California regulators are seizing on a chance to study the public health effects of air pollution, as stay-at-home orders and drops in freight traffic related to the coronavirus pandemic have presented a unique research opportunity.
Gov. Gavin Newsom (D) issued statewide orders in March closing nonessential businesses, banning large gatherings, and ordering residents to stay home. Shipping and freight transportation traffic also fell due to the lockdown, bringing clear skies, empty roads, and more people working from home—aspects of California life previously thought to be nearly impossible.
The California Air Resources Board is taking notice, with an eye on environmental justice communities.
Long-term exposure to air pollution can cause asthma, respiratory issues, lost work days, and increased hospitalization. Disadvantaged communities often feel the brunt of the effects by living near industrial sites and transportation corridors, which advocates refer to as diesel death zones.
Researchers are comparing vehicle miles traveled, air pollution, traffic counts, and freight traffic to days before the spike in Covid-19, the disease caused by the coronavirus. They also plan to do a California-focused study similar to one conducted by Harvard University that looked at how air pollution affects susceptibility to the disease that is spreading across the globe.
“We have to recognize in this crisis there is an opportunity for learning,” Air Board Chairwoman Mary Nichols said during a public meeting April 23.
More attention needs to be paid to air pollution and health in terms of economic development and equity, said Phoebe Seaton, co-executive director and co-founder of the Leadership Council for Justice and Accountability.
“I am happy to see kind of more attention given there and would hope that that would expand to the state as a whole,” Seaton said.
The effort is California-specific, but other states could model work in the same way.
The Harvard study found that an increase of one microgram per cubic meter of fine particulate matter is associated with a 15% increase in the Covid-19 death rate.
California hopes to do the same evaluation but down to the census tract level, said Bonnie Holmes-Gen, chief of the Health and Exposure Assessment branch at the Air Board.
Evaluating each census tract will enable the state to take a more granular look because those boundaries cover populations of roughly 2,500 to 8,000 people. That means lower-income and wealthy areas could be examined separately.
The state study will also look at more pollutants and include hospitalizations, while the Harvard research focused on mortality alone.
Age, ethnicity, occupation, pre-existing conditions, and access to medical care may also be a part of the study, which is being finalized.
“A number of factors influence vulnerability to illness,” Holmes-Gen said April 27.
Focusing on census tracts means the state could hone in on minority and low income areas, particularly those by freight hubs or high traffic areas. But it’s too soon to tell how the information will inform future policy decisions.
“It’s a very unique experience that we’re going through,” Holmes-Gen said. “We want to look at what we can learn from this.”
A 2019 study by the Union of Concerned Citizens found that minorities in the state were exposed to more fine particle pollution—the PM 2.5 type cited in the Harvard study—than white populations.
Compared to white residents, exposure to the pollution from cars, buses, and trucks was 43% higher for African Americans, 39% higher for Latinos, and 21% higher for Asians, the study found.
In addition, low-income households live in areas where the fine particle pollution is 10% higher than the state average, while higher-income households live where that same type of pollution is 13% below the state average.

━━━━━━━━━━━━━━━━

What needs to be done: In the article on California's air pollution research during the pandemic, what rise in the Covid-19 death rate did the Harvard study tie to an increase of one microgram per cubic meter of fine particulate matter?

Data provided:
━━━━━━━━━━━━━━━━

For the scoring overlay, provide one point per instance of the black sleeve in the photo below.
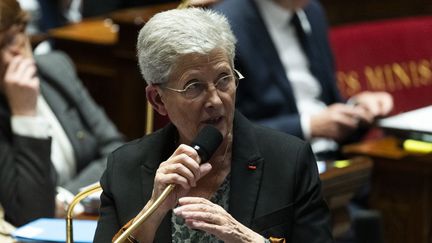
(108, 223)
(312, 217)
(27, 187)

━━━━━━━━━━━━━━━━

Written response: A 15% increase.